* **What the exercise asks**:
When you reach the line containing "# indicate every instance of the tree" in the records below, start copying exactly, and stop once you have copied the line containing "# indicate every instance of the green".

* **Material for the task**:
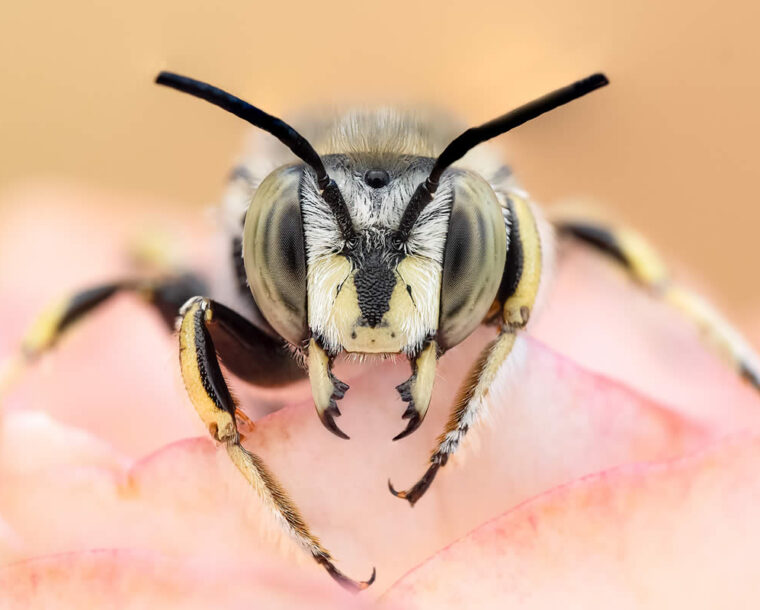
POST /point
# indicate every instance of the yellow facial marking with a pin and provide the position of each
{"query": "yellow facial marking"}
(219, 422)
(319, 375)
(335, 315)
(518, 306)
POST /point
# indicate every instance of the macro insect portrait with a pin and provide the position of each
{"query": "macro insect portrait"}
(377, 371)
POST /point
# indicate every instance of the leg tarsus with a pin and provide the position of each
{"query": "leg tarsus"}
(212, 400)
(344, 581)
(415, 492)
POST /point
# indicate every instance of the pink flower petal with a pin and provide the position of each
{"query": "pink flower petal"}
(683, 534)
(123, 579)
(602, 320)
(556, 424)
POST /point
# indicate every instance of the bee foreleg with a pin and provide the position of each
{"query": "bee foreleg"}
(467, 409)
(166, 295)
(212, 400)
(418, 389)
(645, 266)
(326, 389)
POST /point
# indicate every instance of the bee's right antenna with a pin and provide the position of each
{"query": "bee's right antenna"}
(477, 135)
(278, 128)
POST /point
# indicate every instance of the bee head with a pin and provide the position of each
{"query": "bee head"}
(374, 291)
(375, 253)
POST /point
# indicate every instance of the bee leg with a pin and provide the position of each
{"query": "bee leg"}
(521, 279)
(166, 295)
(467, 409)
(325, 388)
(212, 400)
(646, 268)
(418, 389)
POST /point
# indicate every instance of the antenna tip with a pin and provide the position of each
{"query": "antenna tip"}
(163, 77)
(595, 81)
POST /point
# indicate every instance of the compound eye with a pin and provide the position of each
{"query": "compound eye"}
(473, 262)
(274, 255)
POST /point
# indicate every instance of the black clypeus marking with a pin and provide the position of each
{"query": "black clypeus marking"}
(598, 237)
(374, 281)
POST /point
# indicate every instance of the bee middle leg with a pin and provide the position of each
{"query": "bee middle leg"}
(212, 400)
(522, 275)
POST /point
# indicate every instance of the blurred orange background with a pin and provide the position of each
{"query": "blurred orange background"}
(670, 146)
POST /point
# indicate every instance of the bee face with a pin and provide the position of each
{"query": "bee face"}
(371, 294)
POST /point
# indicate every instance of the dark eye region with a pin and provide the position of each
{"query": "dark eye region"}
(377, 178)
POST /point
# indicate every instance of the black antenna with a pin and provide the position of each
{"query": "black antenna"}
(477, 135)
(278, 128)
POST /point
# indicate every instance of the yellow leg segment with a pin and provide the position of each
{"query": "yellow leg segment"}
(214, 404)
(646, 268)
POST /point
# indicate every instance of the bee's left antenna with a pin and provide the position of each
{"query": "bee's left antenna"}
(278, 128)
(462, 144)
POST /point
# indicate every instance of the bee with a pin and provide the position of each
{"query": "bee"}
(379, 234)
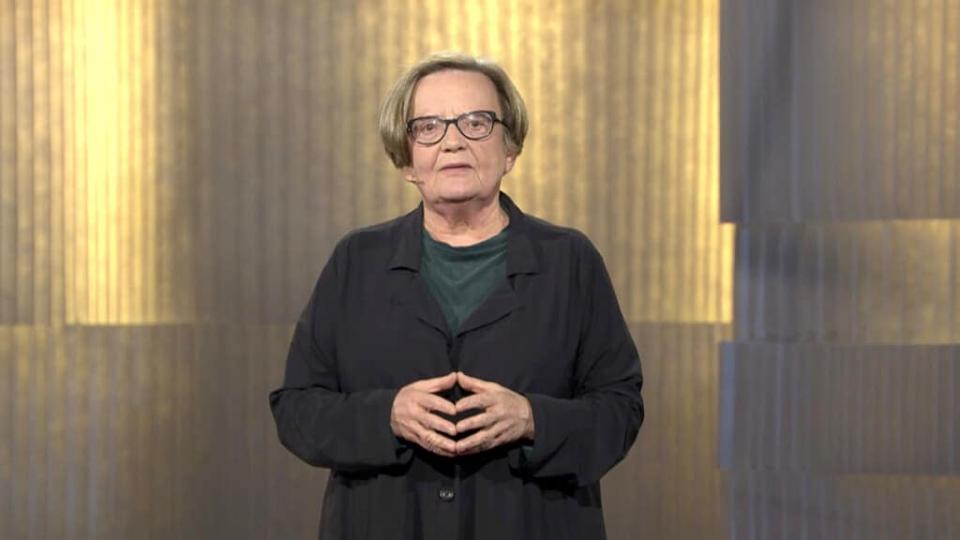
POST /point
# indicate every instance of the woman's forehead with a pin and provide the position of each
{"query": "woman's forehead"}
(452, 92)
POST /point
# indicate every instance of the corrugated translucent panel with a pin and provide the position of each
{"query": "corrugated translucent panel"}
(883, 409)
(840, 110)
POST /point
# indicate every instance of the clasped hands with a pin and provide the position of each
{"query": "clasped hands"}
(505, 416)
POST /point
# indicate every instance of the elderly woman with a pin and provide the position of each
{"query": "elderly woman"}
(464, 371)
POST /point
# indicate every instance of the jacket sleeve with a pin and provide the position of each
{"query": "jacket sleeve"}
(317, 421)
(581, 438)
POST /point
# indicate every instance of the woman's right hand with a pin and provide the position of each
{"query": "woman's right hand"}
(413, 415)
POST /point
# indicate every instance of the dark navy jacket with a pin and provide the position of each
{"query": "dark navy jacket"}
(552, 331)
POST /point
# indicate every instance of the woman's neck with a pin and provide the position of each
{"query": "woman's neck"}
(464, 224)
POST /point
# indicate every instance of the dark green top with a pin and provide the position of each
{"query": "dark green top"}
(460, 278)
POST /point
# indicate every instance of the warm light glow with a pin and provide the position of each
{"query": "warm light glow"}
(110, 266)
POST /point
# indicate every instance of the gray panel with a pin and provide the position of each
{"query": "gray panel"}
(839, 110)
(765, 505)
(873, 282)
(840, 409)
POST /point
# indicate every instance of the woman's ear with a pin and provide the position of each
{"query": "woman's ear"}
(509, 162)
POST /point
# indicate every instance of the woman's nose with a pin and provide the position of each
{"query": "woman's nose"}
(452, 139)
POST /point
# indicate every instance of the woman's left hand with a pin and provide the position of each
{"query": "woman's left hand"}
(506, 415)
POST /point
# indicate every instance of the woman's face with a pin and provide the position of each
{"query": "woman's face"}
(457, 169)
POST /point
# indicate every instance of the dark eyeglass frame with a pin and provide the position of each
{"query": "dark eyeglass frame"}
(456, 122)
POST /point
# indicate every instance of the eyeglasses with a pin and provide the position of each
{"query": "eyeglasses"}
(474, 125)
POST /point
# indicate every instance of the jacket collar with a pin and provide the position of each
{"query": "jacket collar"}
(523, 251)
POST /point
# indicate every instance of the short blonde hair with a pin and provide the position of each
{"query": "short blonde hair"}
(396, 107)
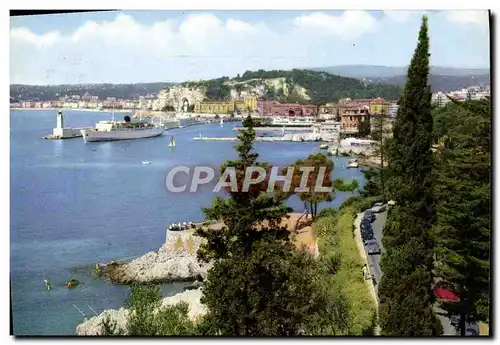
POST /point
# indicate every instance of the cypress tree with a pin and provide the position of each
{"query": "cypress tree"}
(462, 192)
(405, 287)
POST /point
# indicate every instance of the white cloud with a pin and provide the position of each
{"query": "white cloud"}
(348, 25)
(478, 17)
(198, 46)
(24, 34)
(403, 16)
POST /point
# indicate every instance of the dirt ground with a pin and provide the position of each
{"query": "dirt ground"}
(304, 239)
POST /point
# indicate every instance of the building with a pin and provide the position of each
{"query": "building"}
(440, 99)
(380, 106)
(226, 107)
(329, 111)
(275, 108)
(387, 124)
(393, 110)
(352, 114)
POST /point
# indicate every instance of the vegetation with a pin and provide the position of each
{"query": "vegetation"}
(462, 191)
(20, 92)
(407, 262)
(259, 284)
(147, 316)
(312, 196)
(364, 128)
(343, 275)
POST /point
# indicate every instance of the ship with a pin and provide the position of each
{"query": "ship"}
(123, 130)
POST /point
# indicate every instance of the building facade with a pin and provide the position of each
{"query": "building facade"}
(275, 108)
(226, 107)
(352, 114)
(379, 106)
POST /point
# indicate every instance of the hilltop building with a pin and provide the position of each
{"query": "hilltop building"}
(226, 107)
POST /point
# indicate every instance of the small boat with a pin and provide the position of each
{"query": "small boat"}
(72, 283)
(172, 142)
(353, 164)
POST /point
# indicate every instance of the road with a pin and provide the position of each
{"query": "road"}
(374, 264)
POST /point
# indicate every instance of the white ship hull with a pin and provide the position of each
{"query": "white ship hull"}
(92, 135)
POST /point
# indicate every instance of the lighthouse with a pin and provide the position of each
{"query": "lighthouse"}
(60, 120)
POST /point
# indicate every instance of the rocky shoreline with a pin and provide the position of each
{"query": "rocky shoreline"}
(120, 316)
(176, 260)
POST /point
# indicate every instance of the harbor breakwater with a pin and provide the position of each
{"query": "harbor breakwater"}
(175, 261)
(297, 137)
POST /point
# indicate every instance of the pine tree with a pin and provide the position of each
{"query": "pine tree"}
(259, 283)
(405, 288)
(243, 211)
(462, 192)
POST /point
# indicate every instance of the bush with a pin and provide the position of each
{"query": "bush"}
(328, 211)
(340, 255)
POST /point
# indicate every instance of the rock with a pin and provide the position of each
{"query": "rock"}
(195, 285)
(175, 261)
(191, 297)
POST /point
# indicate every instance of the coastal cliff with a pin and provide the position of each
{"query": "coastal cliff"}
(175, 261)
(120, 316)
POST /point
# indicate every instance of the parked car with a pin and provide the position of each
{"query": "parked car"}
(369, 215)
(378, 209)
(367, 237)
(373, 247)
(471, 329)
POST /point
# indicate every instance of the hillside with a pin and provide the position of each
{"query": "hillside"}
(371, 71)
(444, 83)
(290, 86)
(53, 92)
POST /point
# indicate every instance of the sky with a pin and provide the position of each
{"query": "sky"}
(161, 46)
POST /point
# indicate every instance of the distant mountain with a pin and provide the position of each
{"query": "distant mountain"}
(443, 83)
(292, 86)
(20, 92)
(372, 71)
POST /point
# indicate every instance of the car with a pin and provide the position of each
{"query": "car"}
(373, 247)
(365, 227)
(378, 209)
(471, 329)
(369, 215)
(368, 237)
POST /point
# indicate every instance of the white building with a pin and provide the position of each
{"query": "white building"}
(440, 99)
(393, 110)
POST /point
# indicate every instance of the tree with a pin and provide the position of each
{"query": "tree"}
(259, 284)
(243, 211)
(462, 190)
(274, 291)
(405, 289)
(364, 128)
(381, 132)
(147, 316)
(312, 197)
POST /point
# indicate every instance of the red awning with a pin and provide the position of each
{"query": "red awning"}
(441, 293)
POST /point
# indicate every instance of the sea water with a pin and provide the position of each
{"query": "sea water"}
(75, 204)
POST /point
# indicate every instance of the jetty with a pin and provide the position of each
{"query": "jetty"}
(303, 129)
(61, 132)
(268, 139)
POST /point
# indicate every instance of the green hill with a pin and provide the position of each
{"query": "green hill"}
(297, 85)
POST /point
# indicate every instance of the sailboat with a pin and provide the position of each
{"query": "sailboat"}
(172, 142)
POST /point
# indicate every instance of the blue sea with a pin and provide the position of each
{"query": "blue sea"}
(75, 204)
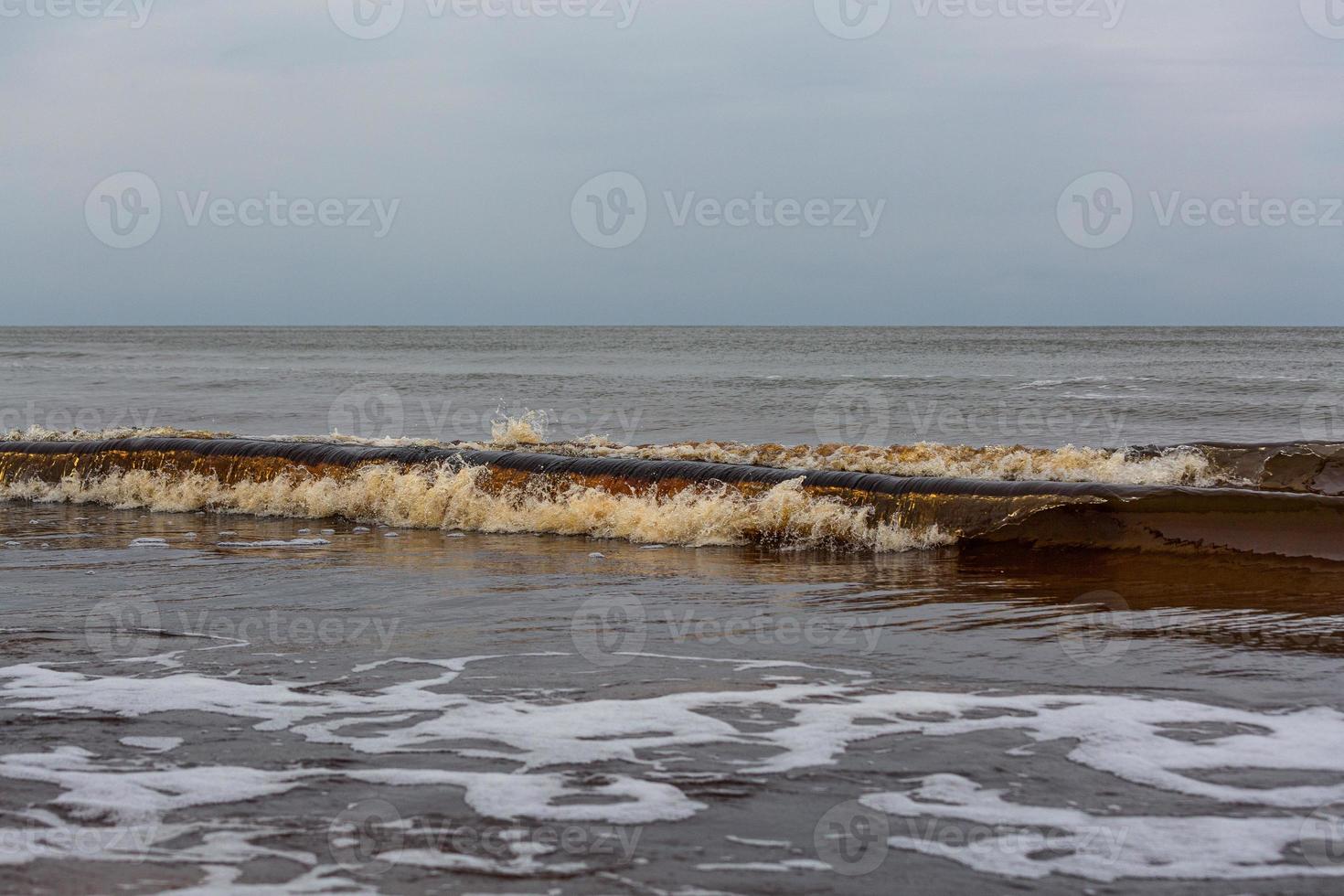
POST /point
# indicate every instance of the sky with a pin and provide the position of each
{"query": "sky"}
(672, 162)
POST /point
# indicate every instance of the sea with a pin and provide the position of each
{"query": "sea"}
(671, 610)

* **Answer box**:
# indicate every instance of the tree with a pin and provide the position of each
{"query": "tree"}
(259, 284)
(243, 211)
(462, 190)
(274, 291)
(405, 289)
(364, 128)
(381, 132)
(147, 316)
(312, 197)
POST /point
# indicate every instance of the red awning with a pin and provide the position of each
{"query": "red awning"}
(441, 293)
POST /point
# indicate every instance of the sea water with a pin and provide the position of each
{"query": "sea water"}
(75, 204)
POST /point
# indicate every instance of the jetty with a pin and provide the position of each
{"query": "jetty"}
(303, 129)
(61, 132)
(268, 139)
POST /point
# indicate every instance of the green hill with a pin and provide the position of each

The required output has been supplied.